» What the exercise asks:
In your copy, include every line of the listing below exactly but none of the pictures.

[Object location annotation data]

::::

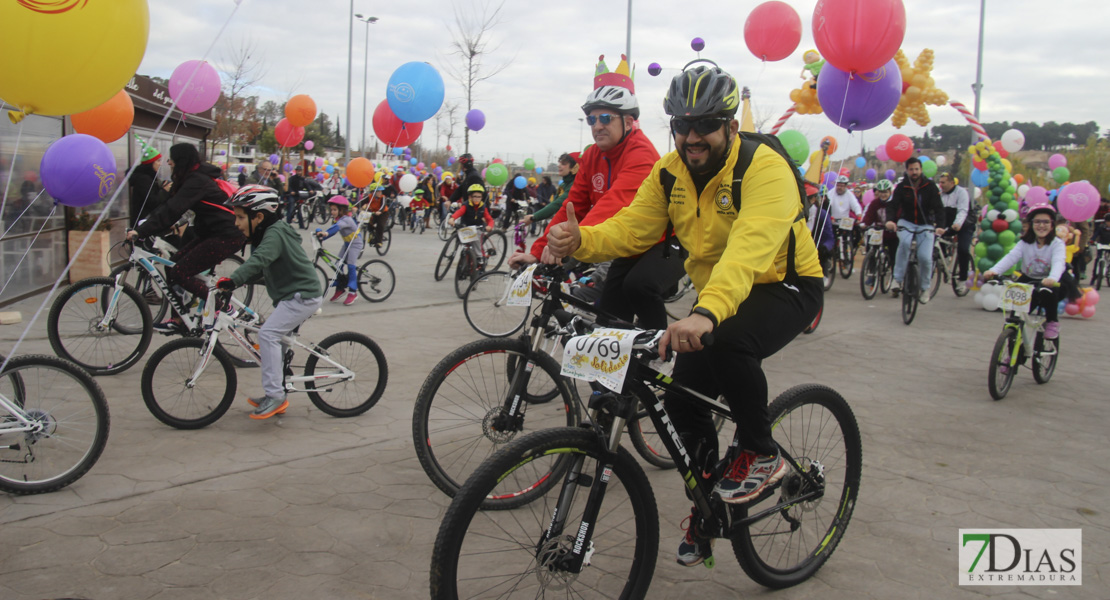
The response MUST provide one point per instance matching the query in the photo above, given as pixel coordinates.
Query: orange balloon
(109, 121)
(301, 110)
(360, 172)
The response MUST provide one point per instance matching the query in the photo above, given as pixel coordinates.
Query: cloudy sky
(1040, 60)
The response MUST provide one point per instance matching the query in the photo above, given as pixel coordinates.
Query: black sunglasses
(703, 126)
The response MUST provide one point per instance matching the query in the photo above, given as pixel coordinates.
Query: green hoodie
(282, 262)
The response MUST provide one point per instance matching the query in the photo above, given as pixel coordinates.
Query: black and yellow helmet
(702, 91)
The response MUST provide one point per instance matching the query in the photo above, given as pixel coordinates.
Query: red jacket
(606, 182)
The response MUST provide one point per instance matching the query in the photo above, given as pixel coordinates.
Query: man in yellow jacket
(752, 260)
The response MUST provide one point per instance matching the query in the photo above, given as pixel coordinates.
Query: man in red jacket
(609, 173)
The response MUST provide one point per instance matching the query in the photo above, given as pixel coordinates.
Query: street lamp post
(365, 64)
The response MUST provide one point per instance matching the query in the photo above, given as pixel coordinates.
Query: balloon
(496, 174)
(475, 120)
(1013, 140)
(194, 85)
(392, 130)
(109, 121)
(78, 170)
(286, 134)
(407, 182)
(64, 58)
(360, 172)
(899, 148)
(301, 110)
(859, 101)
(773, 31)
(1078, 201)
(795, 144)
(858, 36)
(415, 92)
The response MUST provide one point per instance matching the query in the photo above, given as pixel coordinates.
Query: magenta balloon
(863, 100)
(194, 85)
(1078, 201)
(78, 170)
(475, 120)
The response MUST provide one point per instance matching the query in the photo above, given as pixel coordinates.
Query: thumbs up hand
(564, 239)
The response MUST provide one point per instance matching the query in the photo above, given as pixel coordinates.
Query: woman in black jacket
(194, 189)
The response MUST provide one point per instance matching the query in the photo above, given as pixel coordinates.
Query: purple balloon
(475, 120)
(78, 170)
(863, 100)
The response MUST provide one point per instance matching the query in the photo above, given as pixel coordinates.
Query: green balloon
(496, 174)
(796, 145)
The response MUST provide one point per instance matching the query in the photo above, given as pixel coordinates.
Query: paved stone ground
(309, 506)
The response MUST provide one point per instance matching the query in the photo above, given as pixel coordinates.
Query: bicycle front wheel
(516, 555)
(346, 396)
(78, 332)
(486, 308)
(817, 428)
(71, 416)
(175, 400)
(375, 281)
(461, 413)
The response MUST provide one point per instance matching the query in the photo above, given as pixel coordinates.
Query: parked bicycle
(190, 383)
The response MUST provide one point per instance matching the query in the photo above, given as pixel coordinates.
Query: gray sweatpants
(288, 315)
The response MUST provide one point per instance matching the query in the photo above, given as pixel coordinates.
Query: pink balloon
(858, 36)
(1078, 201)
(194, 85)
(773, 31)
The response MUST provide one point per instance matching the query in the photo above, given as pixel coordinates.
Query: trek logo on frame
(1021, 557)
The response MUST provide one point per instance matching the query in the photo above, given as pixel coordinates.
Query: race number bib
(520, 293)
(1017, 297)
(602, 356)
(468, 234)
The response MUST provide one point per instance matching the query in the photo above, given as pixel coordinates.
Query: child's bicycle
(1021, 341)
(191, 383)
(104, 325)
(583, 520)
(375, 276)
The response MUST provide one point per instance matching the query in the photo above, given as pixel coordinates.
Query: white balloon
(1013, 140)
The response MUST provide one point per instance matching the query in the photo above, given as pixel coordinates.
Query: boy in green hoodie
(291, 282)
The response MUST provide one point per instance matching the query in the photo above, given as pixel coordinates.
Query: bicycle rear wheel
(1002, 366)
(460, 415)
(486, 309)
(354, 396)
(76, 334)
(497, 555)
(167, 392)
(817, 428)
(72, 414)
(375, 281)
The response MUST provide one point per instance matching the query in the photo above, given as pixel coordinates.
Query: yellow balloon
(69, 56)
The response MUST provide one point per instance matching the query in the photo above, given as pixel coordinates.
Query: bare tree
(470, 42)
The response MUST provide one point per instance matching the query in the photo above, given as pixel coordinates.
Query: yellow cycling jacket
(729, 250)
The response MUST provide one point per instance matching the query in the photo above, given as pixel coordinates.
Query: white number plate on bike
(520, 293)
(602, 356)
(1017, 297)
(468, 234)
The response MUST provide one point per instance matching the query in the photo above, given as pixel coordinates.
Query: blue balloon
(415, 92)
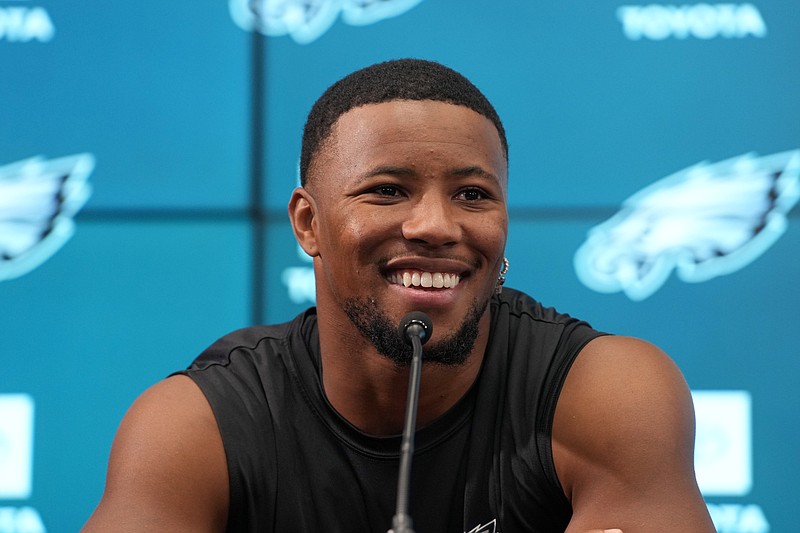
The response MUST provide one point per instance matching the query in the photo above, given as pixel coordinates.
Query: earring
(498, 288)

::::

» Expected answer:
The response MUST provide one point per instance matching the query in the photo above, given as pixel coordinates.
Query: orange balloon
(109, 121)
(301, 110)
(360, 172)
The response MUST provide one point per instance matching the query in the photo above, given as pixel coordinates.
Query: cloudy sky
(1040, 60)
The response MUST provide one point per instance matching the query in the photo above, given as pixel coordinates.
Query: black sunglasses
(703, 126)
The response MUST provide one point per instance matching the query in the photo above, given as pixel coordinates.
Query: green hoodie
(282, 262)
The response MUST provide one point per instance matching the query in the photo above, given as pixel coordinates.
Query: black and yellow helmet
(702, 91)
The response MUST provide one point per instance matching the query in the photo above, given as pixel coordinates.
Query: red jacket
(606, 182)
The response MUST provide one point per instance matching the query in the photo above, given as pixel coordinates.
Query: man in yellow jacket
(752, 260)
The response MUST provide one point per instance matching the query in the photo above, given as pixel coordinates.
Query: man in red jacket
(609, 173)
The response MUST provide one point per instance matching the query in the photo above, given as pixel coordinates.
Query: street lamp post
(365, 64)
The response MUST provide one point per instance matching the query in the photo above, given as pixel coordinates.
Query: balloon
(496, 174)
(475, 120)
(1013, 140)
(194, 85)
(392, 130)
(109, 121)
(78, 170)
(286, 134)
(407, 182)
(64, 58)
(360, 172)
(899, 148)
(301, 110)
(859, 101)
(773, 31)
(1078, 201)
(795, 144)
(858, 36)
(415, 92)
The response MUST provide one point per instance matching the query in the photo above, given as pixel coordinates.
Query: magenta balloon
(863, 100)
(194, 85)
(1078, 201)
(78, 170)
(475, 120)
The response MUST provide one point per instance matching the query in the photo above, given as pixel coordinates.
Query: thumbs up hand
(564, 239)
The response MUST provide one point per instance matching the query in the photo above, given as pixel coordinates.
Query: woman in black jacket
(194, 189)
The response MUST provide one point per instance matching the query in the photo above, given as pixel coordinates.
Query: purple balloon
(475, 120)
(78, 170)
(863, 100)
The response MUST provide one point per instance matching the query in the photo above, given as pixel coordinates.
Query: green balloon
(496, 174)
(796, 145)
The response MUST provide one point per instance matching the query in the photo above, given as pixel coordinates.
Query: paved stone ground
(309, 506)
The response MUST provide one point per instance matching the query in the photo above, given as pixel coordinates.
Query: bicycle front wheel
(516, 555)
(346, 396)
(78, 332)
(486, 308)
(817, 428)
(71, 416)
(175, 400)
(375, 281)
(461, 413)
The response MUST provide one point per instance matching the query in the photo above, given as pixel coordinates.
Query: parked bicycle
(190, 383)
The response MUST provide one point per instance matching the query in the photo above, given as pixel coordinates.
Query: gray sweatpants
(288, 315)
The response MUST provide one point per instance matching the query in the photo above, given as pixel coordinates.
Query: pink balloon
(858, 36)
(1078, 201)
(194, 85)
(773, 31)
The response MUST provide one point per instance matching the query in the photo above, given as pixel coordinates.
Query: trek logo on frame
(1021, 557)
The response MUST provide one point per instance matching the query in the photo above, given as pixel coordinates.
Query: race number bib
(520, 293)
(1017, 297)
(602, 356)
(468, 234)
The response MUST provide one point per instance matching the query in the photo above, given as pixel coordinates.
Query: child's bicycle
(1021, 341)
(191, 383)
(104, 325)
(583, 520)
(375, 276)
The response MUST provide one point per instance matching the query in the photo above, given as pixel coordinates.
Query: white balloon
(1013, 140)
The response MUST provide one point per instance matching the query in the photo above, given as pixel coordinates.
Query: boy in green hoodie
(291, 282)
The response MUST provide one point per instance matching the query in the photo above, given as pixel coordinates.
Query: bicycle rear wheel
(1002, 366)
(460, 415)
(486, 309)
(354, 396)
(76, 334)
(497, 555)
(167, 392)
(817, 428)
(72, 414)
(375, 281)
The response MUST provide one point per instance matching the query in the photo above, given as pixel coordinates.
Query: yellow balloon
(69, 56)
The response MUST provide one point per instance matching the query in the photo above, given as pixel coordinates.
Query: bare tree
(470, 42)
The response MUST provide one point per instance matching the query in the photo above, given as pixel coordinates.
Query: yellow cycling jacket
(729, 250)
The response MUST provide one point per instance matching the query in the photo above, given as pixel coordinates.
Query: white number plate on bike
(520, 293)
(602, 356)
(1017, 297)
(468, 234)
The response MUST provide one point per instance matching the query in the photo above, given as pixel coordinates.
Query: blue balloon
(415, 92)
The response MUST provide one point per instance matching the query in the photo above, given as pixel coordinates.
Query: earring
(498, 288)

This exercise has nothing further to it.